• _Objective_: Render the lines below as a numbered list, skipping any blank lines.

[Region labeling records]

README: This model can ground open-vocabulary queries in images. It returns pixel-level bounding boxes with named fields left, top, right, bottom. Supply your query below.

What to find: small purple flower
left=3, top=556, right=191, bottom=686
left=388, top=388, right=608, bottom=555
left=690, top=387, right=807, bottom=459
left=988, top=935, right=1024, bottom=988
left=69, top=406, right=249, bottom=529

• _Task output_:
1. README: This model can ground open-vocabulary queries in images. It returns pixel-level bounding boxes with named fields left, top, right, bottom. Supply your query below.
2. What to find: small purple flower
3. left=3, top=556, right=191, bottom=686
4. left=388, top=388, right=608, bottom=555
5. left=690, top=387, right=807, bottom=459
6. left=988, top=935, right=1024, bottom=988
7. left=69, top=406, right=249, bottom=529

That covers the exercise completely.